DOCUMENT SOURCE:

2- Le juge a-t-il modifié les critères de l’autorisation en voulant tenir compte d’un objectif social?
[42] L’appelant soutient que le juge ne pouvait tenir compte d’un objectif social, soit la dénonciation et l’indemnisation des actes d’agression sexuelle, sans que cela fausse son analyse.
[43] Dans l’analyse de l’article 575(3) C.p.c., le juge doit évaluer si la composition du groupe rend difficile ou peu pratique l’application des règles sur le mandat d’ester en justice pour le compte d’autrui ou sur la jonction d’instances.
[44] Le juge a retenu que les critères applicables sont les suivants : 1) le nombre probable de membres; 2) la situation géographique des membres; 3) l’état physique et mental des membres; 4) la nature du recours entrepris; 5) les aspects financiers du recours; et 6) les contraintes pratiques et juridiques inhérentes à l’utilisation du mandat et de la jonction des parties en comparaison avec l’action collective[25].
[45] Avec raison, le juge a accepté qu’un minimum de vingt personnes, et potentiellement plusieurs autres, rendent difficile l’obtention d’un mandat ou d’une procuration de chacune des membres et que la protection de l’anonymat des victimes, par l’exercice d’une action collective, milite en faveur de l’utilisation de ce moyen procédural.
[46] Le juge pouvait tenir compte des contraintes pratiques et juridiques inhérentes aux litiges individuels découlant de sévices sexuels dans l’évaluation de l’article 575(3) C.p.c. La règle de la proportionnalité dans l’étude de ce troisième critère nécessite de prendre en compte non seulement le nombre de victimes potentielles, mais aussi la difficulté inhérente à l’exercice d’un tel recours, dont la difficulté à dénoncer les actes répréhensibles et le désir de conserver l’anonymat.
[47] C’est d’ailleurs la position mise de l’avant par la Cour dans l’arrêt J.J. c. Oratoire St-Joseph[26] dans lequel le juge Guy Gagnon s’exprime ainsi :
[47] Avant de passer à l’analyse proprement dite, il me faut ajouter quelques remarques sur le contexte de cette affaire et les considérations qu’elle suscite.
[48] Par le passé, l’action collective a bien servi l’intérêt de différents groupes dont notamment ceux des consommateurs. Ces derniers ont pu profiter des régimes de présomptions que leur accorde la Loi de sorte à obtenir des réparations adéquates qui auraient pu difficilement être envisageables sur la base d’une initiative individuelle. De la même manière, il ne devrait exister aucune raison susceptible d’entraver l’efficacité de l’action collective en matière de responsabilité pour sévices sexuels. Le double objectif poursuivi par cette procédure que sont la dénonciation et l’indemnisation commande une approche contextualisée basée sur des conditions propices à l’émergence de la vérité. Les normes juridiques rattachées aux conditions de l’article 575 C.p.c. telles qu’identifiées par la Cour suprême dans Infineon et Vivendi, lorsque correctement appliquées, favorisent l’atteinte de ces buts.

EXERCICE 1: Repérez dans la liste ci-dessous chaque ligne où figure la chaîne « blurred », en respectant la casse, puis recopiez ces lignes.

INFORMATIONS EXTRAITES:
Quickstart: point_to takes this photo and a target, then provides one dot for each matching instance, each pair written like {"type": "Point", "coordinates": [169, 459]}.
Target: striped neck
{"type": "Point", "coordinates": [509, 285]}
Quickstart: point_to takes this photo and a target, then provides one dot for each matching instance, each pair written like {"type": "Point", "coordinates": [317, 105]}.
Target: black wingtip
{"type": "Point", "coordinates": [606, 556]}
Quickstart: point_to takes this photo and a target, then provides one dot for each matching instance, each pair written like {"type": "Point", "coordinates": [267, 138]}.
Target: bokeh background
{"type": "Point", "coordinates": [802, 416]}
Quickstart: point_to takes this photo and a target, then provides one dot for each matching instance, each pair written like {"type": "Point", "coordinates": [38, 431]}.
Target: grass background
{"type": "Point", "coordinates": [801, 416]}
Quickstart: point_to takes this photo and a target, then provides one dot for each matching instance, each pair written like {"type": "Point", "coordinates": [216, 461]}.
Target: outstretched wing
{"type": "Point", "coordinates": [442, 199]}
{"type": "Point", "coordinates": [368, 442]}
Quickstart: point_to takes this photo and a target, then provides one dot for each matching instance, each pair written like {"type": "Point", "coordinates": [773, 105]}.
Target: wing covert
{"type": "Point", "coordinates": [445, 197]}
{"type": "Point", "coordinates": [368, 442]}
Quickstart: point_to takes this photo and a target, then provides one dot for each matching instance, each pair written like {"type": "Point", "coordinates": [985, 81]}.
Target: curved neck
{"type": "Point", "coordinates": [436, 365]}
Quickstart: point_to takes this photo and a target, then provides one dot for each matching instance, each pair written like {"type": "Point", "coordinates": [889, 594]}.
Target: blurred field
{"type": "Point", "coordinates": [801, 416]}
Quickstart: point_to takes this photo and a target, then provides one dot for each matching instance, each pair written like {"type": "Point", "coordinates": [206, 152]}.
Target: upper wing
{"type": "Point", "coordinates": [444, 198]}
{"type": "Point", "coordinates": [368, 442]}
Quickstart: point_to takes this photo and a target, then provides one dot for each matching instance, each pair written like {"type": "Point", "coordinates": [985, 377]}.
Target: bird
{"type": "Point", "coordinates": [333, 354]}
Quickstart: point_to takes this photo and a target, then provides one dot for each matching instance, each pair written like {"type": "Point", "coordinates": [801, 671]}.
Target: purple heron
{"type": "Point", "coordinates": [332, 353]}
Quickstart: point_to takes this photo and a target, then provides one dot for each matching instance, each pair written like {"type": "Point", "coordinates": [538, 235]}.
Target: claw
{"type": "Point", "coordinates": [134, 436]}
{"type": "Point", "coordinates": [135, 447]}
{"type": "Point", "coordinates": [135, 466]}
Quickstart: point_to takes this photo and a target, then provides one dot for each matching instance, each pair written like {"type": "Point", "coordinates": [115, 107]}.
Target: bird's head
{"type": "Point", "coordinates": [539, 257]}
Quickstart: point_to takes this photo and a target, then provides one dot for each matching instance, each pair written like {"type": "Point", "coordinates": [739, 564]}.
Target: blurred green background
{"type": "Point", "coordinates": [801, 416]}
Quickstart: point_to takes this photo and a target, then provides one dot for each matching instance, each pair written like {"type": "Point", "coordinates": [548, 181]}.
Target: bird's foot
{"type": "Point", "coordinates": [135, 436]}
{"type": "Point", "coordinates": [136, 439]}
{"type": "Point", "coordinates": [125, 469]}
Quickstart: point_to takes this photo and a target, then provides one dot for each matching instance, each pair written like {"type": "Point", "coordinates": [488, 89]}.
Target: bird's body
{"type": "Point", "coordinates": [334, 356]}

EXERCICE 2:
Pour chaque énoncé, dites par oui ou par non s'il concorde avec l'extrait, et citez textuellement les mots de l'extrait qui le prouvent.
(a) Le juge a retenu six critères pour l'analyse de l'article 575(3) C.p.c.
(b) Le groupe compte au minimum cinquante personnes.
(c) Dans l'arrêt J.J. c. Oratoire St-Joseph, c'est le juge Guy Gagnon qui s'exprime.

RÉPONSE 1:
Target: blurred field
Target: blurred green background

RÉPONSE 2:
(a) Oui : « 5) les aspects financiers du recours; et 6) les contraintes pratiques et juridiques »
(b) Non : « un minimum de vingt personnes »
(c) Oui : « le juge Guy Gagnon s’exprime ainsi »